_QUOTED PASSAGE_
Whether it’s business as usual or the middle of a pandemic, communities step up to make sure their most in-need residents are taken care of. For one Portland teen, this meant starting his own company to solve a growing problem caused by the coronavirus outbreak.
It all started with 16-year-old Neel Jain, who found out that the coronavirus was more detrimental to the elderly, and those with preexisting conditions. “I immediately thought of my grandmother, who is elderly and has asthma,” Neel told The Dad. “I helped her out with buying groceries and was happy to help keep her safe; however, I realized that there are many other elderly members of my community that do not have family for support.” Instead of shrugging his shoulders and wandering off to virtually hang out with his friends (realistically, something many teens might do), Jain took action.

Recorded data
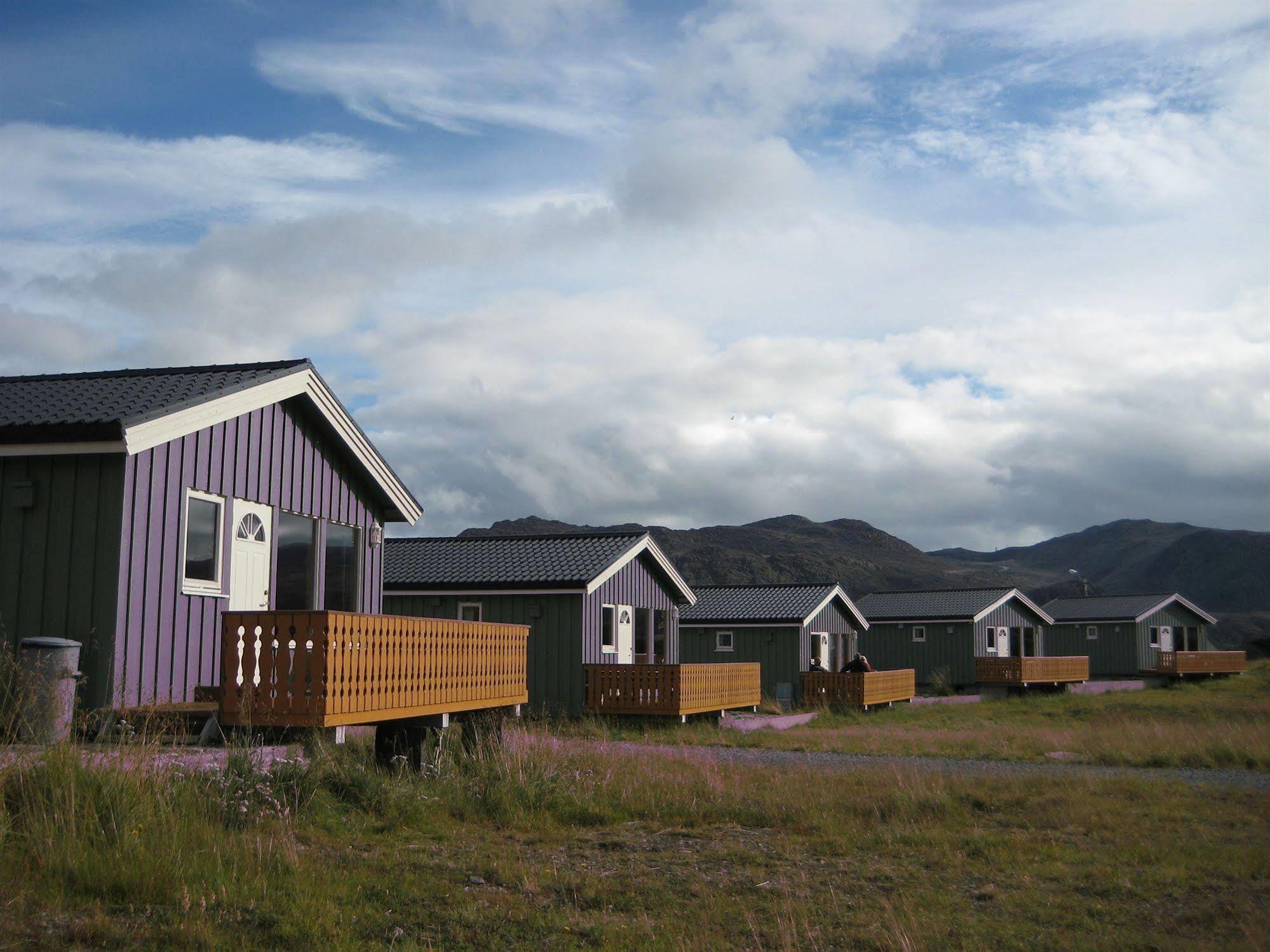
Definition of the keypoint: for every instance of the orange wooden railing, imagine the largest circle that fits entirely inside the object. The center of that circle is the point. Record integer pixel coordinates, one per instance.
(1202, 662)
(1032, 671)
(863, 690)
(324, 669)
(670, 688)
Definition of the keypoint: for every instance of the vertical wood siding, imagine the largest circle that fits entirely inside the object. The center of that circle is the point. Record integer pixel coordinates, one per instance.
(637, 587)
(889, 647)
(58, 558)
(166, 643)
(555, 677)
(776, 649)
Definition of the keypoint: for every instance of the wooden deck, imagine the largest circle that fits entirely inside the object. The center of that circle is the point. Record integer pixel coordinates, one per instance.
(670, 690)
(1182, 663)
(327, 669)
(1022, 672)
(864, 691)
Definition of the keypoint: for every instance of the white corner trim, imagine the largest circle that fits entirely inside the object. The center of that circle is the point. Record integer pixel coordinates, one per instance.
(837, 591)
(644, 545)
(1022, 597)
(152, 433)
(102, 446)
(1186, 602)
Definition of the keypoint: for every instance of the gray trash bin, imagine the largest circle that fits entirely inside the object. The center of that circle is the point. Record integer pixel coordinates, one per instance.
(50, 668)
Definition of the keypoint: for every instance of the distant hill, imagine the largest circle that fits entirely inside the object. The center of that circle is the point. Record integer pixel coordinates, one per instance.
(1221, 569)
(794, 549)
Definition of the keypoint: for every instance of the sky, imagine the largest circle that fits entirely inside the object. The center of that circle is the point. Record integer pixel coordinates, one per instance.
(978, 273)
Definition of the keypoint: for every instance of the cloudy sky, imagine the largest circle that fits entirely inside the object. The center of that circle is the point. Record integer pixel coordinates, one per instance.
(976, 273)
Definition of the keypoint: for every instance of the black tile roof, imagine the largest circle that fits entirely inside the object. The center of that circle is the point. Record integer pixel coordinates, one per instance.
(99, 405)
(502, 561)
(1111, 608)
(936, 603)
(756, 603)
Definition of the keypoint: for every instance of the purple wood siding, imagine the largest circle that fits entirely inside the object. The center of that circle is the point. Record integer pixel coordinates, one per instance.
(836, 620)
(168, 643)
(637, 587)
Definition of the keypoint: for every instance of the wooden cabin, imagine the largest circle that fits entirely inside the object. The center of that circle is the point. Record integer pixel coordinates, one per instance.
(604, 612)
(781, 627)
(1128, 635)
(169, 518)
(985, 635)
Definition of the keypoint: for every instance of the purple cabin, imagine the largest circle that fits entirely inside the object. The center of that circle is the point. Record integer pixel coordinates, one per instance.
(137, 506)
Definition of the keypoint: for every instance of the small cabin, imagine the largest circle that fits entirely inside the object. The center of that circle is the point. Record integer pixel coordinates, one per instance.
(1125, 635)
(609, 598)
(966, 635)
(138, 506)
(783, 627)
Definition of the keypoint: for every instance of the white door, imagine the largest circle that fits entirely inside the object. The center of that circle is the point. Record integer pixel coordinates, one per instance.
(625, 635)
(249, 556)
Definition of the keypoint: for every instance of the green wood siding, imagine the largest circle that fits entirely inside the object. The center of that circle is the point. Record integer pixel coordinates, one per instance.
(60, 555)
(1114, 652)
(889, 647)
(555, 677)
(776, 649)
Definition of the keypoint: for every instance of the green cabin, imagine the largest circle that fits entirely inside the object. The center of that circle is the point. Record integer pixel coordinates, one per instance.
(783, 627)
(1123, 634)
(945, 630)
(588, 598)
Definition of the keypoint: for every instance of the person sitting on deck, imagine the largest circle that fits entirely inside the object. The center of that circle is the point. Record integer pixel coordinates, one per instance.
(858, 666)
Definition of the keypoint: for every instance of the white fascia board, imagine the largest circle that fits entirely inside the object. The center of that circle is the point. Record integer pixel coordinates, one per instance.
(152, 433)
(851, 606)
(483, 592)
(745, 625)
(99, 446)
(1183, 601)
(644, 545)
(1022, 597)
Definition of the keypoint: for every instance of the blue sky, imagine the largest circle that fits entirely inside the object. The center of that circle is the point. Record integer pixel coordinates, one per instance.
(977, 273)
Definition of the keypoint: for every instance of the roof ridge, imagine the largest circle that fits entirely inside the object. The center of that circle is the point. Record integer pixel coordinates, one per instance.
(919, 592)
(770, 586)
(158, 371)
(518, 539)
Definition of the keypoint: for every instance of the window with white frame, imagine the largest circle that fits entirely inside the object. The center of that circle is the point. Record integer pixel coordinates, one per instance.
(609, 629)
(201, 555)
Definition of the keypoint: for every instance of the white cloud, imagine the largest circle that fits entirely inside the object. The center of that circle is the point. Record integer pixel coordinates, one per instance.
(80, 179)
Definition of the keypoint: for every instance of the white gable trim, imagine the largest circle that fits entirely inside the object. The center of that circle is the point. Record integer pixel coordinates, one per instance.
(1178, 598)
(837, 592)
(182, 423)
(1022, 597)
(100, 446)
(644, 545)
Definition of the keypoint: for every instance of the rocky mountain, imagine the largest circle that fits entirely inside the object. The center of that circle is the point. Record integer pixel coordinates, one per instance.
(1224, 570)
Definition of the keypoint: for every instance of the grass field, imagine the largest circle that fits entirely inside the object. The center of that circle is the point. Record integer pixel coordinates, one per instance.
(1220, 723)
(546, 846)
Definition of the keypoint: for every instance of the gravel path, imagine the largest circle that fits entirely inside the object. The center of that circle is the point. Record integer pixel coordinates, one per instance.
(1243, 780)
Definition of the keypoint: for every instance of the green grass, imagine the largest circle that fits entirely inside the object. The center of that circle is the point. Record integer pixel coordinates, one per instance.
(1220, 723)
(543, 845)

_EXERCISE GOAL_
Retype the entire passage about the Portland teen word for word. These rows have no connection to the passage about the Portland teen.

_RESPONSE TO THE TASK_
Whether it’s business as usual or the middle of a pandemic, communities step up to make sure their most in-need residents are taken care of. For one Portland teen, this meant starting his own company to solve a growing problem caused by the coronavirus outbreak.
It all started with 16-year-old Neel Jain, who found out that the coronavirus was more detrimental to the elderly, and those with preexisting conditions. “I immediately thought of my grandmother, who is elderly and has asthma,” Neel told The Dad. “I helped her out with buying groceries and was happy to help keep her safe; however, I realized that there are many other elderly members of my community that do not have family for support.” Instead of shrugging his shoulders and wandering off to virtually hang out with his friends (realistically, something many teens might do), Jain took action.